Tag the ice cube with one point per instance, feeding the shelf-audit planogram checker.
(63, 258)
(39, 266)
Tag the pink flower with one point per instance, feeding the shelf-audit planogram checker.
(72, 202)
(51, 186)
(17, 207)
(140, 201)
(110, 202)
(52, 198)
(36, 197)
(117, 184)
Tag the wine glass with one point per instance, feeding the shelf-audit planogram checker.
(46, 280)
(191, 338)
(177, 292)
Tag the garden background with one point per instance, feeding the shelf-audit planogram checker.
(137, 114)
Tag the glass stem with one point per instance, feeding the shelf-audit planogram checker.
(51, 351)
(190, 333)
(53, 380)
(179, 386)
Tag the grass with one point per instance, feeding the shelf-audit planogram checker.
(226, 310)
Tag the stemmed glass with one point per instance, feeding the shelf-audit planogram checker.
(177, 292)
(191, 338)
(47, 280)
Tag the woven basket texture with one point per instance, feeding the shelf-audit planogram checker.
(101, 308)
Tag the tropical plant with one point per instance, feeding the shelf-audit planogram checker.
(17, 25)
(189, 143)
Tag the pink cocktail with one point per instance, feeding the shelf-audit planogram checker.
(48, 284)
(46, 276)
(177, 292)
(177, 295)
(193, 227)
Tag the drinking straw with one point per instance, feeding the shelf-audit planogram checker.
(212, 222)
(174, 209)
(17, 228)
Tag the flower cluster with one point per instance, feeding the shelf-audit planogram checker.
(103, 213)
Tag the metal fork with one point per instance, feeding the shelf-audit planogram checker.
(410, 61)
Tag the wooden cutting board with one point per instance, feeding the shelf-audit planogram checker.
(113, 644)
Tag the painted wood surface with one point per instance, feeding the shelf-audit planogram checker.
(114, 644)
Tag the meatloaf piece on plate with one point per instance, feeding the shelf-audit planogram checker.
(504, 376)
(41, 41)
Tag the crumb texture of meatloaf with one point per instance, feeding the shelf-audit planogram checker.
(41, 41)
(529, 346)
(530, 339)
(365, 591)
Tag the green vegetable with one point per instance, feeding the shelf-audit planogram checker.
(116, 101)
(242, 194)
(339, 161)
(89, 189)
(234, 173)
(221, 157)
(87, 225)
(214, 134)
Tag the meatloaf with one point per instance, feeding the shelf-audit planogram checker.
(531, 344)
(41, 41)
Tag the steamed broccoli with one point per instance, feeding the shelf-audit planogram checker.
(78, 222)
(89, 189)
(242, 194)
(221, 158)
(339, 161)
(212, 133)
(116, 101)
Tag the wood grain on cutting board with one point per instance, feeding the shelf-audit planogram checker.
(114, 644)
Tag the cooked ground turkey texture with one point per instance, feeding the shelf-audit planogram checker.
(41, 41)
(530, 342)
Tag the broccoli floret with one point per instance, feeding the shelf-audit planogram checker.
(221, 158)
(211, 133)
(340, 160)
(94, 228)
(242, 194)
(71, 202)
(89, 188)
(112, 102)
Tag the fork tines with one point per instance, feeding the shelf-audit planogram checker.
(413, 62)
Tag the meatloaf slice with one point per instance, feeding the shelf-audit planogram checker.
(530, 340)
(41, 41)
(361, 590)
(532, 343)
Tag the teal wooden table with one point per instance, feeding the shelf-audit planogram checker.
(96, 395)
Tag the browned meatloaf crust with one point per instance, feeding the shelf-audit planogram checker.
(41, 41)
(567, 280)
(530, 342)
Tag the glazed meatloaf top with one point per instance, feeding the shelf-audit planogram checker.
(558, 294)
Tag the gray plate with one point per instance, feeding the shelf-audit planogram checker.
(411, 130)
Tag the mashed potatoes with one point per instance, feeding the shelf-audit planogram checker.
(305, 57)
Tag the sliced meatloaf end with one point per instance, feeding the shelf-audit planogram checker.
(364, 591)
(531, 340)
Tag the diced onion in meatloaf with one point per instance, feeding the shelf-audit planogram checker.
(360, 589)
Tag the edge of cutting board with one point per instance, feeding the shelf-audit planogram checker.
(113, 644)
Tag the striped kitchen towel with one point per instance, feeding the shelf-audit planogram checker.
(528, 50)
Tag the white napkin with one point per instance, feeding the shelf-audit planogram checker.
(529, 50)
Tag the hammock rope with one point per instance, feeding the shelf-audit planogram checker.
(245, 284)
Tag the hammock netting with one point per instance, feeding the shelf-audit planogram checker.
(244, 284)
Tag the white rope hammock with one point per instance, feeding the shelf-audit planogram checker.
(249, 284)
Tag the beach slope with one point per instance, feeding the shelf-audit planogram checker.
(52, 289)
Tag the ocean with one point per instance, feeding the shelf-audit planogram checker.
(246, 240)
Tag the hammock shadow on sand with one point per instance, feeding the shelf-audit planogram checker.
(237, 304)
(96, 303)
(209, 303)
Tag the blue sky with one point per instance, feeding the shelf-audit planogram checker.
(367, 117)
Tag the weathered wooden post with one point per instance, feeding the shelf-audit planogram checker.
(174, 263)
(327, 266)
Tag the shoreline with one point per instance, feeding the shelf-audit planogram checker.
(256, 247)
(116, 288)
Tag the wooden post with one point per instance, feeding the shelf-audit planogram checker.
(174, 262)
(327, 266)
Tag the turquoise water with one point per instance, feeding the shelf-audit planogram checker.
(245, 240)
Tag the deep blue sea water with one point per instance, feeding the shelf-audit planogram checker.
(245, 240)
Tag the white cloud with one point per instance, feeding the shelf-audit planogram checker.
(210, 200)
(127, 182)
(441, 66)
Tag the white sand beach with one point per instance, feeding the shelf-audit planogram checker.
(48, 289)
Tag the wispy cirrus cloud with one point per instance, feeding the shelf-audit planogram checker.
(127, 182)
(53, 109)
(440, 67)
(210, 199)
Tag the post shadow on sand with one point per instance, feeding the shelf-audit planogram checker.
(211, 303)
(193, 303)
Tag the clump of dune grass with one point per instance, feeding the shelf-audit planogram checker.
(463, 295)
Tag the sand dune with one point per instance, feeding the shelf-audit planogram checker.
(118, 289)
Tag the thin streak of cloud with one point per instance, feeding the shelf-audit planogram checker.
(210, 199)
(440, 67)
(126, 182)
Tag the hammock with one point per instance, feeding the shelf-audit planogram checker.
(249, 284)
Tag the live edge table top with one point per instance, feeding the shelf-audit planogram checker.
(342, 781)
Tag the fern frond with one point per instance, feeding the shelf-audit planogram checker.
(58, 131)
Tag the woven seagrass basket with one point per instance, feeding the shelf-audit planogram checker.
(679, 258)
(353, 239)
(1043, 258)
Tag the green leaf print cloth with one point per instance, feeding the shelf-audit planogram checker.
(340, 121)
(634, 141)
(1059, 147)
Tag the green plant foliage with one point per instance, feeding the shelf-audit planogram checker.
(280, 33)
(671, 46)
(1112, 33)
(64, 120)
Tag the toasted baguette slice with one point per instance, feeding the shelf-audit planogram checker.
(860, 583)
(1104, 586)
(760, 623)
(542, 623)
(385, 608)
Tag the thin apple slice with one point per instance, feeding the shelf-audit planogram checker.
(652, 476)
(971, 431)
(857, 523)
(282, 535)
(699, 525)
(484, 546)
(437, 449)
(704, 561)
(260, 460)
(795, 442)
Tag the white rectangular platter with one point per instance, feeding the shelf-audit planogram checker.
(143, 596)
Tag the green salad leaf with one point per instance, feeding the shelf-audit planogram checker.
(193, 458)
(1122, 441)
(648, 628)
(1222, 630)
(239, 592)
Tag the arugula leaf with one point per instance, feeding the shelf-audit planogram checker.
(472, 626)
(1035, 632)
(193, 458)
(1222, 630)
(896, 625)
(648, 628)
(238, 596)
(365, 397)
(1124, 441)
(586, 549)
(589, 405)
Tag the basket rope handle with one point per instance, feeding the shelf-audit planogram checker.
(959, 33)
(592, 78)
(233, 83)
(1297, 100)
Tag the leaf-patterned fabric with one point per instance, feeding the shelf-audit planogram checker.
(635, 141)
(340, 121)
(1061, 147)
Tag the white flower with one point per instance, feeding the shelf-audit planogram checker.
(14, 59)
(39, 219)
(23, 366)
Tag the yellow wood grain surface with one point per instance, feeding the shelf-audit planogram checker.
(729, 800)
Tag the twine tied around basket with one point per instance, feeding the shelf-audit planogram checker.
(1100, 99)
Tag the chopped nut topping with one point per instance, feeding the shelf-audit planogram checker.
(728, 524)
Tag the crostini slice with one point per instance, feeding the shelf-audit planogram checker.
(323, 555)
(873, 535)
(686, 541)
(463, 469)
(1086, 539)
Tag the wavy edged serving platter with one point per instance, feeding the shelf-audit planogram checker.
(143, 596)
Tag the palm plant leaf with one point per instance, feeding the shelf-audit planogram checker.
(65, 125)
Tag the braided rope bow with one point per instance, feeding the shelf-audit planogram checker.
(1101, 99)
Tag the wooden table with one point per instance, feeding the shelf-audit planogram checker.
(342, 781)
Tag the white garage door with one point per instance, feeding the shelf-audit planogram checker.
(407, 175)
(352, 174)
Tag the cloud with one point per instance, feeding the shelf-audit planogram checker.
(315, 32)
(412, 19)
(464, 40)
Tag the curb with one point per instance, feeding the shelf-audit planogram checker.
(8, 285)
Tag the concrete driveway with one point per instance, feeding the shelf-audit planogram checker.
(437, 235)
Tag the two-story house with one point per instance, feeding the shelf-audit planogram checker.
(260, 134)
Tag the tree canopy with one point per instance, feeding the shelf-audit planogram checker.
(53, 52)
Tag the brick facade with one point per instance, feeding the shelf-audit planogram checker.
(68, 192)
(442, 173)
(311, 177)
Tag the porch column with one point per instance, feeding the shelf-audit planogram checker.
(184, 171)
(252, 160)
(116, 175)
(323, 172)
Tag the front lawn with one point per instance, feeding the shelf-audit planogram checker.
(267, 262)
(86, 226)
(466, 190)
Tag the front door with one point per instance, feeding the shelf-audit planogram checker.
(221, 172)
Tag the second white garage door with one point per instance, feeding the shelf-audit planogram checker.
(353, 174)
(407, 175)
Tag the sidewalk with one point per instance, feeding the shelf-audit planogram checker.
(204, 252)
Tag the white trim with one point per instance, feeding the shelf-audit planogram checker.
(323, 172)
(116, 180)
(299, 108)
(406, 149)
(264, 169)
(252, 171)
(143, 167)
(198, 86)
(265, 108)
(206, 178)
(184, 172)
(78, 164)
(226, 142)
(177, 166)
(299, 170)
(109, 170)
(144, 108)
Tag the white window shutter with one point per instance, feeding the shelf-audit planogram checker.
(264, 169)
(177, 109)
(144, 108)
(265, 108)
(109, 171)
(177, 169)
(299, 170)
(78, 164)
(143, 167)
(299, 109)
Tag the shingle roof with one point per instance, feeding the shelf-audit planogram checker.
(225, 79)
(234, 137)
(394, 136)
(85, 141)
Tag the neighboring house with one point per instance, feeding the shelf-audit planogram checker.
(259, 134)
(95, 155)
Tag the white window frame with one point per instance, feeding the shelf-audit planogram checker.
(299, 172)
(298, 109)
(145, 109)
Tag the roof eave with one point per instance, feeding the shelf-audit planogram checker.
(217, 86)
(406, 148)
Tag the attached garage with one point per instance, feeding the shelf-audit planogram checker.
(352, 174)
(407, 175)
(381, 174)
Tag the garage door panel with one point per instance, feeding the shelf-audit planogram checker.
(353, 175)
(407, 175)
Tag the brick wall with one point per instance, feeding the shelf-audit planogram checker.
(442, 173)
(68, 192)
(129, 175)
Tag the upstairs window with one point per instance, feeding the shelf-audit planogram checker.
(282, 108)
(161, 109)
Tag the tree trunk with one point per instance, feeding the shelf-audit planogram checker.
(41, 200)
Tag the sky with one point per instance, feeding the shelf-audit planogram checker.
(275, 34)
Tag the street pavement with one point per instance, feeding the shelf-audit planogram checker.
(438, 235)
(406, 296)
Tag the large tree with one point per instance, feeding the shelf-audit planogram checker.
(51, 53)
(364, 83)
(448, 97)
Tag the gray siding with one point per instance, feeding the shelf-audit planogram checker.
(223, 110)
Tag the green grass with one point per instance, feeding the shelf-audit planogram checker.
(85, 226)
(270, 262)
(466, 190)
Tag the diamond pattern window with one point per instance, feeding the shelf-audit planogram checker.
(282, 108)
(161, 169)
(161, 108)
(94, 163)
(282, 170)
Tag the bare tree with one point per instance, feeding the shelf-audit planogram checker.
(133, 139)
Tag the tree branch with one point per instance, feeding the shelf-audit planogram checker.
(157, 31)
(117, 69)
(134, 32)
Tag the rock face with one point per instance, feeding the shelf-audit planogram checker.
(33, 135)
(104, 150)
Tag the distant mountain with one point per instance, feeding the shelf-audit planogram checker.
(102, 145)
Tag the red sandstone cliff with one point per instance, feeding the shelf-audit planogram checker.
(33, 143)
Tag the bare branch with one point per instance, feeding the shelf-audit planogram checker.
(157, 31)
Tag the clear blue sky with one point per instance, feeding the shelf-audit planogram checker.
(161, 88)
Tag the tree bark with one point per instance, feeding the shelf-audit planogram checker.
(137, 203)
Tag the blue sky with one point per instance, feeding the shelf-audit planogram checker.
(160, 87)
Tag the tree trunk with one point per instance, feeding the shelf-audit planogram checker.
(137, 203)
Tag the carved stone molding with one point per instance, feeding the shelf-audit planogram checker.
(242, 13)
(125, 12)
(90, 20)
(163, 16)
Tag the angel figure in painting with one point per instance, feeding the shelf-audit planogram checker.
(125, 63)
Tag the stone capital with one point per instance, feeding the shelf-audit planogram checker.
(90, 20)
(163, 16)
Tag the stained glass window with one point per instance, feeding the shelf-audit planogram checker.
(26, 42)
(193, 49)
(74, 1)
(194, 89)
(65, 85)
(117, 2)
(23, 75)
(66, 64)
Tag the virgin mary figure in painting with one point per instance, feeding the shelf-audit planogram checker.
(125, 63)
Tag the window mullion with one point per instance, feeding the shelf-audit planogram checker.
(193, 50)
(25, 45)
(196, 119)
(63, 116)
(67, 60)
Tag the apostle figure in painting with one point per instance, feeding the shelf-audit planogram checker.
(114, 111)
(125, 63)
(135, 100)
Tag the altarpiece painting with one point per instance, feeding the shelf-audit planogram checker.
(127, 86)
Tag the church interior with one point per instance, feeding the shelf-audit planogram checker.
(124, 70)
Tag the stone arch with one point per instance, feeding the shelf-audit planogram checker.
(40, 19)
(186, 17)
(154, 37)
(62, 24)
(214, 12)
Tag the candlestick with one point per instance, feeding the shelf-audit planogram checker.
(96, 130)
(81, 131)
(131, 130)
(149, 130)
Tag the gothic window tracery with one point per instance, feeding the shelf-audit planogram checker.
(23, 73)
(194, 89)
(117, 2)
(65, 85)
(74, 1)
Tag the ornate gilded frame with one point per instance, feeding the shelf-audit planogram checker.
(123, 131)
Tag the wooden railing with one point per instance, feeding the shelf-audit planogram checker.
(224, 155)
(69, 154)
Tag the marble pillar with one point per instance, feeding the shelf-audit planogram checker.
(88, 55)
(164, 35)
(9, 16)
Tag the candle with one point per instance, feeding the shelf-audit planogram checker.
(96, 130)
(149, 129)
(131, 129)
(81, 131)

__Task to complete__:
Output the line holding "Tag the virgin", then every later line through the end of the records above, exactly as given and nothing else.

__Answer to this task__:
Tag the virgin mary figure in painting with one point per instance, feeding the shelf-audit planogram checker.
(125, 63)
Tag the window mullion with one point per instance, feeding the shelf-audit planogram checker.
(193, 50)
(25, 45)
(196, 119)
(63, 116)
(67, 60)
Tag the apostle figure in painting with one point per instance, feeding the shelf-audit planogram checker.
(114, 111)
(125, 63)
(135, 100)
Tag the altarpiece painting with one point per instance, feeding the shelf-audit planogram checker.
(127, 86)
Tag the church interior with one point per instance, feeding the shelf-audit planogram checker.
(124, 70)
Tag the stone arch with one point per instance, feeding the shelf-audit planogram checker.
(40, 19)
(186, 17)
(154, 37)
(62, 24)
(214, 12)
Tag the candlestick with one point per instance, feeding the shelf-audit planogram checker.
(96, 130)
(81, 131)
(131, 130)
(149, 130)
Tag the gothic window tracery with one point per instance, feeding the shelf-audit planogram checker.
(23, 73)
(194, 89)
(117, 2)
(65, 85)
(74, 1)
Tag the ornate gilded frame with one point per instance, feeding the shelf-audit planogram checker.
(123, 131)
Tag the wooden railing with one point per instance, feeding the shelf-audit planogram checker.
(224, 155)
(69, 154)
Tag the marble pillar with one point per instance, feeding the shelf-audit planogram checker.
(88, 55)
(164, 35)
(9, 16)
Tag the candle with one point per instance, feeding the shelf-audit planogram checker.
(96, 130)
(149, 129)
(131, 129)
(81, 131)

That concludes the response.